-- Start of Provided data --
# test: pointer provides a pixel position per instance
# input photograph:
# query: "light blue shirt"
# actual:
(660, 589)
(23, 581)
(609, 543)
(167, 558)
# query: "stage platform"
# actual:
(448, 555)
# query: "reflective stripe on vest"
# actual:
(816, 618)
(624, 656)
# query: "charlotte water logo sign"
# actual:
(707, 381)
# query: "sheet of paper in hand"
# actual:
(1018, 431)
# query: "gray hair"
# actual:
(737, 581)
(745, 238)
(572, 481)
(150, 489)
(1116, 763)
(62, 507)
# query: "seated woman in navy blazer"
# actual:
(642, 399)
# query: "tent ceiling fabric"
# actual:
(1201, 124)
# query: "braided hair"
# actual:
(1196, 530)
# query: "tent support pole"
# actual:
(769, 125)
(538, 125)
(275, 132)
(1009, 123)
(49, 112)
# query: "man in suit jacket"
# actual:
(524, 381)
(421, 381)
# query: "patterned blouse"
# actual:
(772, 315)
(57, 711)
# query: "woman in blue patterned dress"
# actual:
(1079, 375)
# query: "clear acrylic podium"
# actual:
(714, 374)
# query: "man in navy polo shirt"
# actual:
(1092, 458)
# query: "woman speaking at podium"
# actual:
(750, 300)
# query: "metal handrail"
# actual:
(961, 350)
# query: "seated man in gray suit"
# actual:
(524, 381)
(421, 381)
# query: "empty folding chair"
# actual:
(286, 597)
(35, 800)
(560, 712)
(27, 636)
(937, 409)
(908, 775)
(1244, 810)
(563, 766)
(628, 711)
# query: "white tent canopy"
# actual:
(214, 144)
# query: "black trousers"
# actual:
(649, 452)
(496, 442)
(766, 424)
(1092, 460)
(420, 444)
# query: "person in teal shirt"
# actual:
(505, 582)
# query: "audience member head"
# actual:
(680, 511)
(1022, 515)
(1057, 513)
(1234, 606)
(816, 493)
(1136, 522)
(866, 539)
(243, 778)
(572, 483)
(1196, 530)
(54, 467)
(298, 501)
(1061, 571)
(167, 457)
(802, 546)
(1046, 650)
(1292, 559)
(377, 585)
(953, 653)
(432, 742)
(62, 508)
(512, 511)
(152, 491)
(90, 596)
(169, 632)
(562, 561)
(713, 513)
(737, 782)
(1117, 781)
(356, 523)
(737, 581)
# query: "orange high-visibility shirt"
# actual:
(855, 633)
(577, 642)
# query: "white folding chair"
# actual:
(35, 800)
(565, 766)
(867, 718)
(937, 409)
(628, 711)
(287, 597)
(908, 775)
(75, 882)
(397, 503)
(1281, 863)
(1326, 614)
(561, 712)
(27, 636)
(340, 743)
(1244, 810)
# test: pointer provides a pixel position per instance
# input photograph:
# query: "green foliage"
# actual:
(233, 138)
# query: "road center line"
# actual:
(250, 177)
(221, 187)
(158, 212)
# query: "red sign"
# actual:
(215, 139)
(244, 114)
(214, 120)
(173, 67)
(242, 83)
-- End of Provided data --
### Brief
Transcribe all entries exactly as they are given.

### The completed task
# test: pointer provides a pixel position per instance
# input photograph:
# query: "light blue shirt"
# actual:
(660, 589)
(23, 581)
(609, 543)
(167, 558)
# query: "stage platform"
# actual:
(448, 555)
# query: "reflective stripe on vest"
# actual:
(816, 618)
(624, 656)
# query: "charlotte water logo sign"
# actual:
(707, 381)
# query: "sheet of paper in hand"
# actual:
(1018, 431)
# query: "gray hair"
# actual:
(737, 581)
(745, 238)
(572, 481)
(150, 489)
(1116, 763)
(62, 507)
# query: "seated woman in navy blazer"
# actual:
(642, 399)
# query: "tent ceiling fabric"
# actual:
(1201, 124)
# query: "braided hair"
# actual:
(1196, 530)
# query: "tent support pole"
# actual:
(769, 125)
(538, 125)
(275, 132)
(1009, 123)
(49, 112)
# query: "man in suit jacket"
# actual:
(524, 381)
(421, 381)
# query: "patterned blouse"
# actual:
(772, 315)
(57, 711)
# query: "woman in blue patterned dress"
# actual:
(1079, 375)
# query: "clear acrylic podium"
# actual:
(714, 374)
# query: "man in navy polo shirt"
# actual:
(1092, 458)
# query: "woman speaking at podium"
# actual:
(750, 300)
# query: "metal handrail"
# actual:
(961, 350)
# query: "seated man in gray suit"
# actual:
(524, 381)
(421, 381)
# query: "empty folding chair"
# actual:
(286, 597)
(35, 800)
(560, 712)
(27, 636)
(937, 409)
(908, 775)
(1244, 810)
(563, 766)
(628, 711)
# query: "white tent canopy"
# actual:
(214, 144)
# query: "black trousers"
# actual:
(649, 452)
(496, 442)
(766, 424)
(1092, 460)
(420, 444)
# query: "person in teal shirt"
# actual:
(505, 582)
# query: "audience member head"
# actual:
(680, 511)
(1022, 515)
(1057, 513)
(1234, 606)
(816, 493)
(1136, 522)
(866, 539)
(243, 778)
(572, 483)
(1196, 530)
(54, 467)
(298, 501)
(1061, 571)
(167, 457)
(802, 546)
(1046, 650)
(1292, 559)
(377, 585)
(953, 653)
(432, 742)
(62, 508)
(512, 511)
(152, 491)
(90, 596)
(169, 632)
(562, 561)
(713, 513)
(737, 782)
(1117, 781)
(356, 523)
(737, 581)
# query: "orange high-visibility shirt"
# actual:
(855, 633)
(577, 642)
# query: "white folding chair"
# actual:
(35, 800)
(565, 766)
(867, 718)
(937, 409)
(628, 711)
(287, 597)
(908, 775)
(75, 882)
(397, 503)
(1281, 863)
(1326, 614)
(561, 712)
(27, 636)
(340, 743)
(1244, 810)
# test: pointer provides a pixel position per instance
# input photograph:
# query: "green foliage"
# actual:
(233, 138)
# query: "road center line"
# actual:
(250, 177)
(221, 187)
(158, 212)
# query: "red sign"
# actual:
(215, 139)
(244, 114)
(214, 120)
(173, 67)
(242, 83)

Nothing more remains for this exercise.